Stated goal: Could you reproduce the data below with each "one point per instance" changed to "a single point for every instance", keeping everything else the same and omitting the pictures?

Dataset rows:
========

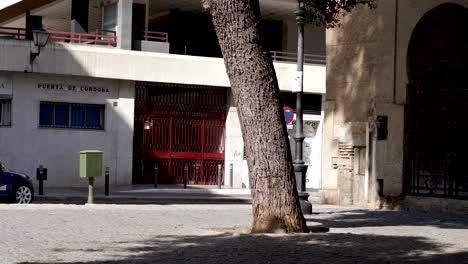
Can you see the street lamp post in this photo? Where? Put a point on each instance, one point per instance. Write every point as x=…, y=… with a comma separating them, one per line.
x=300, y=169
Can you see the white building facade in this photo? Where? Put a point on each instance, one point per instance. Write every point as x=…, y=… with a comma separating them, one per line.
x=133, y=79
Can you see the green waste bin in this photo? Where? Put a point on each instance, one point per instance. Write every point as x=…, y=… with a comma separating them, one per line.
x=91, y=167
x=91, y=163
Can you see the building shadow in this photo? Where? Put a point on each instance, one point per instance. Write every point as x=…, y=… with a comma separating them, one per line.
x=368, y=218
x=298, y=248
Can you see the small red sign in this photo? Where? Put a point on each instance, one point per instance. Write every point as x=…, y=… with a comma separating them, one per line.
x=288, y=114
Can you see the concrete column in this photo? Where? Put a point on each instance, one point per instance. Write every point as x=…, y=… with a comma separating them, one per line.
x=79, y=16
x=234, y=153
x=124, y=24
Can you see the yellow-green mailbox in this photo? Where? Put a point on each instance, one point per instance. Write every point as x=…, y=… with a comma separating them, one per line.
x=91, y=163
x=91, y=167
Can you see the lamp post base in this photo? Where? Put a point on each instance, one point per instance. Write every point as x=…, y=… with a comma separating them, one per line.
x=306, y=206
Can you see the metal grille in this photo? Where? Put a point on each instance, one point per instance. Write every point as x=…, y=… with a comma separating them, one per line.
x=164, y=96
x=175, y=126
x=435, y=124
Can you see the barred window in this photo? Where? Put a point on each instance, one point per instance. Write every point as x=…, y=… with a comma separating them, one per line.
x=68, y=115
x=5, y=112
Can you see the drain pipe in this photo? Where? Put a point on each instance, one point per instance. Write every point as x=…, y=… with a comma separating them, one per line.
x=370, y=179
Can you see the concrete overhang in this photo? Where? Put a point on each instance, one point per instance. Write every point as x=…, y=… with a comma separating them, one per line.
x=112, y=63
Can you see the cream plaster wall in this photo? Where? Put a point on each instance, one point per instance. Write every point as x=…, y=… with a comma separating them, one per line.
x=366, y=78
x=112, y=63
x=24, y=146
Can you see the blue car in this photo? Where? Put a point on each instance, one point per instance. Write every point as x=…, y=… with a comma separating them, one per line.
x=15, y=187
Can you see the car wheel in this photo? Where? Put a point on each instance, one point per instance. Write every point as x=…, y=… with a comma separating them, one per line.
x=23, y=195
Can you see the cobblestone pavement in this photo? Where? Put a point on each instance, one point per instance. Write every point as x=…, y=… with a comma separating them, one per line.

========

Completed task:
Can you see the street lamp post in this photo? Where? Put a point on each instance, a single point for every instance. Write every point as x=…, y=… with a comma separating them, one per line.
x=300, y=169
Can you see the white building facade in this photo? Where? Put a point on each instance, a single point for every instance. Write every point as x=…, y=… with a comma separating them, one per line.
x=133, y=79
Can you see the green waste bin in this photo? Where? Put a point on each instance, a single point for every instance. Write every point as x=…, y=… with a comma separating them, one per line.
x=91, y=167
x=91, y=163
Can you see the building shadow in this photo? Where? Put a point on each instance, a single point for every instance. Write every point as x=…, y=… with a comma separating them, one per line.
x=368, y=218
x=298, y=248
Can you see the small red sign in this photo? Where? Put a point on each instance, a single point for every instance. Write every point as x=…, y=… with a comma separating them, one per line.
x=288, y=114
Can you see the concrete column in this photo? Where? Put a point on each instance, a single point for every instance. Write every point as x=…, y=… with a comma separating them, one per line.
x=79, y=16
x=234, y=153
x=124, y=24
Can you see the yellow-green mailbox in this photo? Where? Put a point on each instance, a single point for every instance. Write every point as x=…, y=… with a comma separating them, one per line.
x=91, y=163
x=91, y=167
Can you see the lamp post base in this photo? Where? Put a point on each instance, a single point for every instance. Write every point as x=…, y=… with a comma separating them, one per line.
x=306, y=206
Can you see the metal grille in this photo? Where? Put a point on each instance, a single point for every instance. Write every point as x=…, y=… with a comma separating them, one per line.
x=164, y=96
x=175, y=126
x=435, y=124
Can you see the barred window in this photo? Where? Put a point on each instance, a single point for every instance. Write every point as x=…, y=… with a comma separating them, one per line.
x=68, y=115
x=5, y=112
Can you see the drain pipe in this photo? Where? Put a point on each instance, a single point for every instance. Write every point as x=…, y=… with a comma separating them, one per line.
x=370, y=179
Can you see the concrete overhang in this photo? Where? Put a point on each instance, a single point for every instance. Write every point as x=…, y=… with a comma separating them, one per line.
x=112, y=63
Can you see the cream plaster wall in this photo? Where? Put a point on each instance, a single point for every instance. Write every point as x=…, y=… with a comma separating them, one per line.
x=366, y=78
x=112, y=63
x=24, y=146
Can you see the blue car in this photo? Where? Put a point on each instance, a single point for every instance. Write every point as x=…, y=… with a comma separating them, one per line.
x=15, y=187
Can you see the car wheel in this photo? Where? Put a point on each instance, a single point for every instance. Write every point as x=…, y=… with a comma separating them, one per line.
x=23, y=195
Can you see the cobblestone pavement in this photo? Where? Put a point on each instance, a single point for every instance. Write every point as x=…, y=… with a comma separating them, one per line.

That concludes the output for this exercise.